Start of Block

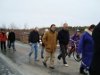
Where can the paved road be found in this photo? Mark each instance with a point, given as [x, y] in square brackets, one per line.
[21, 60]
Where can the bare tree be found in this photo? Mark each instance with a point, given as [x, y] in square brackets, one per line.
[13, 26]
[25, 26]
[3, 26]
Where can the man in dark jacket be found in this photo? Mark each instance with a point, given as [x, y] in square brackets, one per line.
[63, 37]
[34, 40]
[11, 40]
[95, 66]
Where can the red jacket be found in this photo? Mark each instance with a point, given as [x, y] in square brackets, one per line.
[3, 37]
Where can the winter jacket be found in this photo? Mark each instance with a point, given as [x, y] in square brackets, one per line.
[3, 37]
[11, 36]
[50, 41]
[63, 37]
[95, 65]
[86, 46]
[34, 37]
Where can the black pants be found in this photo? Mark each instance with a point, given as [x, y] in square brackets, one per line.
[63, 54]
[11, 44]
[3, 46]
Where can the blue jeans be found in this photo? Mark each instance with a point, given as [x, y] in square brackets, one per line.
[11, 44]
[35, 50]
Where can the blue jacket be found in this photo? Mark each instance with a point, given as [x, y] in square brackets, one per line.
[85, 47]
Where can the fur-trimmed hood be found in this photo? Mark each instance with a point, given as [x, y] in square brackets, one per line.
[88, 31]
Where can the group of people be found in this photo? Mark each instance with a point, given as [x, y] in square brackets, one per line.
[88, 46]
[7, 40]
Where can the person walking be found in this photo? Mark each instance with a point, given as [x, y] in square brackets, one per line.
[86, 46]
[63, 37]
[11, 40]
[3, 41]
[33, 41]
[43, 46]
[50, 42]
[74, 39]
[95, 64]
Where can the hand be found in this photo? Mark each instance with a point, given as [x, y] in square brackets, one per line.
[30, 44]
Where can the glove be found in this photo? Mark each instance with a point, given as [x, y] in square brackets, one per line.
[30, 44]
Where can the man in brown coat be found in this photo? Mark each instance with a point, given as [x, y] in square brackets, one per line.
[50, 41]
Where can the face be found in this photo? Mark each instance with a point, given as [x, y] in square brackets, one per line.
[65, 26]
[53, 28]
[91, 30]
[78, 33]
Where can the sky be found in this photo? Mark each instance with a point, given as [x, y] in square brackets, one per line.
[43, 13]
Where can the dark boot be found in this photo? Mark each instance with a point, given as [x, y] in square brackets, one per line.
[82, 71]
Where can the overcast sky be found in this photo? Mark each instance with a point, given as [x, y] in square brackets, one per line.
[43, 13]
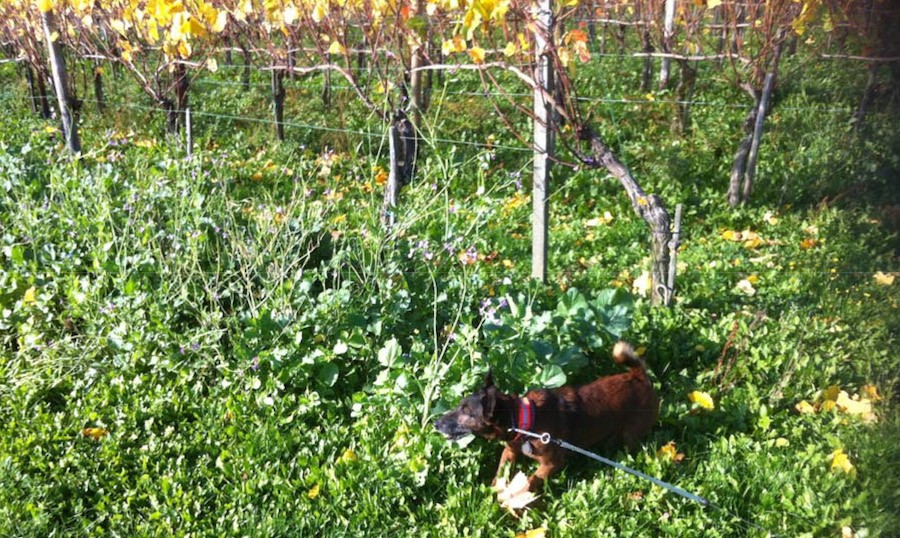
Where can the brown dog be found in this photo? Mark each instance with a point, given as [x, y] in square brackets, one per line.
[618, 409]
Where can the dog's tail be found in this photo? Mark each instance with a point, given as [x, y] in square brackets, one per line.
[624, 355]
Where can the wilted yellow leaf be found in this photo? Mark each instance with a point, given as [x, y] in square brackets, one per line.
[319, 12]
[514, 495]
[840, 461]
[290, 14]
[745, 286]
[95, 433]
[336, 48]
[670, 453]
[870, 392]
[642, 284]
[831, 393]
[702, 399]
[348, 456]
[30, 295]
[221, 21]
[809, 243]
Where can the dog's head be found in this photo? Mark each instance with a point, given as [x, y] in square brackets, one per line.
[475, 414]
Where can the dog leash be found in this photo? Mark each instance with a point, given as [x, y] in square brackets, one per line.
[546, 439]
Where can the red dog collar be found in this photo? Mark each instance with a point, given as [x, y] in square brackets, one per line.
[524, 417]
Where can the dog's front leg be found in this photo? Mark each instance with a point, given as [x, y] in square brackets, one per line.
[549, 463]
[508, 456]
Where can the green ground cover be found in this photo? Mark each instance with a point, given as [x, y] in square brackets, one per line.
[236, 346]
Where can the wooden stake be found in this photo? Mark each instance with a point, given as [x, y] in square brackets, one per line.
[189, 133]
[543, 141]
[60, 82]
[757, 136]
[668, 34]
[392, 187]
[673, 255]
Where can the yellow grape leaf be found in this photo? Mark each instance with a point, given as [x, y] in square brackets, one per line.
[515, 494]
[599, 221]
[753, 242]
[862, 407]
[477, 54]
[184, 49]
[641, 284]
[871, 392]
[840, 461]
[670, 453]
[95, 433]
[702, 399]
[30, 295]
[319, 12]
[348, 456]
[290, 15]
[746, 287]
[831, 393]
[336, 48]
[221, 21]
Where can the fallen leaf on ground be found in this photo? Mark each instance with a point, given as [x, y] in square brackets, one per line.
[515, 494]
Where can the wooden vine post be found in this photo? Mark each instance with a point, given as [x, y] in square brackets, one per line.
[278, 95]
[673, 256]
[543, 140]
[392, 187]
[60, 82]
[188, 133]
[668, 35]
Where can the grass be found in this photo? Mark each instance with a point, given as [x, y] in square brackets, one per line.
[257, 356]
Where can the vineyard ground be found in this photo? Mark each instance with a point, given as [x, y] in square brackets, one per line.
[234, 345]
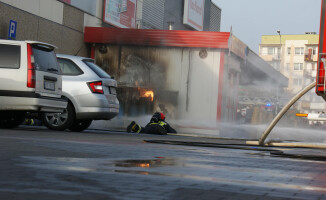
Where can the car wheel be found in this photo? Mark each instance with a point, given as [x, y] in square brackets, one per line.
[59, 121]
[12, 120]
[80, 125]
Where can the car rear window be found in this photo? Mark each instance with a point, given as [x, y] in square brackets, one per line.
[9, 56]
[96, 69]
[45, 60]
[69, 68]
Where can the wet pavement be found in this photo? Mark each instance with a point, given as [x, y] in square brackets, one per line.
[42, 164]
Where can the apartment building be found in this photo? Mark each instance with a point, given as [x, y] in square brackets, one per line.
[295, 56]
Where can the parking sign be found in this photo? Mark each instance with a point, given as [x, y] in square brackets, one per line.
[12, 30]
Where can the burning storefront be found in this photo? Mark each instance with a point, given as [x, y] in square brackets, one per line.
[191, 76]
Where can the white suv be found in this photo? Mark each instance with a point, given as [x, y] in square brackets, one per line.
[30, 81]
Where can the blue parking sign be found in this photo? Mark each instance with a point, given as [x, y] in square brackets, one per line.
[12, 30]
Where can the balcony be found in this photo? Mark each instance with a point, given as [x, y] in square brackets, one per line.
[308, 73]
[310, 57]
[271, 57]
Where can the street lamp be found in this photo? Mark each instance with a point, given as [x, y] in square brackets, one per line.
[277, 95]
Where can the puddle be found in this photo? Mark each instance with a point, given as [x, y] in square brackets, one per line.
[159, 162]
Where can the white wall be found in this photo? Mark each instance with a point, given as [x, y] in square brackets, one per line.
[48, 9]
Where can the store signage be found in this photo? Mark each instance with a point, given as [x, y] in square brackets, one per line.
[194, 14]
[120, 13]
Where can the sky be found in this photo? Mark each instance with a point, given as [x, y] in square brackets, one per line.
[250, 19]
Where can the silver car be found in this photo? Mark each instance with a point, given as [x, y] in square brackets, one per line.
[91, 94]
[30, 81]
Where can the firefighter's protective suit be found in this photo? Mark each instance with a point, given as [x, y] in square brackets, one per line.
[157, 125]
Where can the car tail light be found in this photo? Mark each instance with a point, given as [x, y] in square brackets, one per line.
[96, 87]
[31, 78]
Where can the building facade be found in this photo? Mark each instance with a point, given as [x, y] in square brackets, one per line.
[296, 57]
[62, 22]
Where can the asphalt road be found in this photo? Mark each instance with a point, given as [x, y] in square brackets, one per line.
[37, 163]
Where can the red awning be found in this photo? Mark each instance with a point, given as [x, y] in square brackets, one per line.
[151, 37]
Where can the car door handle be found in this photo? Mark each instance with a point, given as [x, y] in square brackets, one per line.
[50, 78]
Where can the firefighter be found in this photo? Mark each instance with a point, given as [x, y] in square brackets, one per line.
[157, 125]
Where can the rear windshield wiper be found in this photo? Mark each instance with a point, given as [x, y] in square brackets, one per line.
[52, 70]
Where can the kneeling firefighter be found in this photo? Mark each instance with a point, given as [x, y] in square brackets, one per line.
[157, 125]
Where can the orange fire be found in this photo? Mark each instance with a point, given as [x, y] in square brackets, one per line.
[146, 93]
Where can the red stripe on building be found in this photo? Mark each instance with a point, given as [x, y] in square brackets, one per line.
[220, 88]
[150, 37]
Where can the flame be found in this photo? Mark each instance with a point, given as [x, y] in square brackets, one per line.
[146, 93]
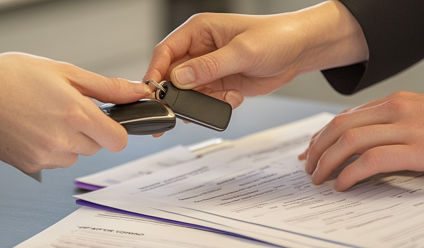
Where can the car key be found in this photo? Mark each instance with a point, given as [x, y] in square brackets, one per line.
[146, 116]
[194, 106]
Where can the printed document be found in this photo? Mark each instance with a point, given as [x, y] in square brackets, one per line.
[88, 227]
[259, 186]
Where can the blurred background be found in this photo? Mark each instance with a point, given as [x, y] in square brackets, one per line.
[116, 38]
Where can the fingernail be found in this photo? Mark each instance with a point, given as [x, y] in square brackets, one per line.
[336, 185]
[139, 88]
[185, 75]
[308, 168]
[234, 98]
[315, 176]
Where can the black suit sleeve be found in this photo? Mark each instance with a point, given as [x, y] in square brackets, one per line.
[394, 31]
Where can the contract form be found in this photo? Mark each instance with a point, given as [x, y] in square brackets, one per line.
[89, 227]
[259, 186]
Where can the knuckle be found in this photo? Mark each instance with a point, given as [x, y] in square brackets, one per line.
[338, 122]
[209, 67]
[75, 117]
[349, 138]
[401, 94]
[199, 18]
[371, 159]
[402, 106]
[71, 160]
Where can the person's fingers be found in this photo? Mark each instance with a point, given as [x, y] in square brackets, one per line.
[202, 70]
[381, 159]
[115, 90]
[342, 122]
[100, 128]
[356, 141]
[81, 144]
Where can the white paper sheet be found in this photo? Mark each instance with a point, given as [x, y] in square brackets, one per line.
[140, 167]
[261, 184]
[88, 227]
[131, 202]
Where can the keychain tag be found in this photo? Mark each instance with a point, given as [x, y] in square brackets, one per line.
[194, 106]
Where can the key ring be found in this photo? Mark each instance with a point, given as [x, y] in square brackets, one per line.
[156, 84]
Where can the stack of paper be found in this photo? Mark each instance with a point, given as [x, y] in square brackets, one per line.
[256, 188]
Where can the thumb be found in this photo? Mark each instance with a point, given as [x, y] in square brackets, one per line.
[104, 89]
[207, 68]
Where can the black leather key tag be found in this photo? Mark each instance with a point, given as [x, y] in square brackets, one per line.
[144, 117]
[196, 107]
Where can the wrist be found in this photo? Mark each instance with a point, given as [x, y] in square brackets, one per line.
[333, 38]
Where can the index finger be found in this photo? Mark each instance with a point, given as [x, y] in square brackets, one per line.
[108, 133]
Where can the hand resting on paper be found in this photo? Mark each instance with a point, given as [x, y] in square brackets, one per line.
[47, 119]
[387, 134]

End of Block

• Task directions
Only the lines from the one holding "Where can the hand resting" to the end of the material are wanted, each transcribed exactly.

• Answer
Where can the hand resting on paper be found in this photo? Mark each instance with a point, given as [x, y] in square brackets, one per line.
[47, 119]
[387, 134]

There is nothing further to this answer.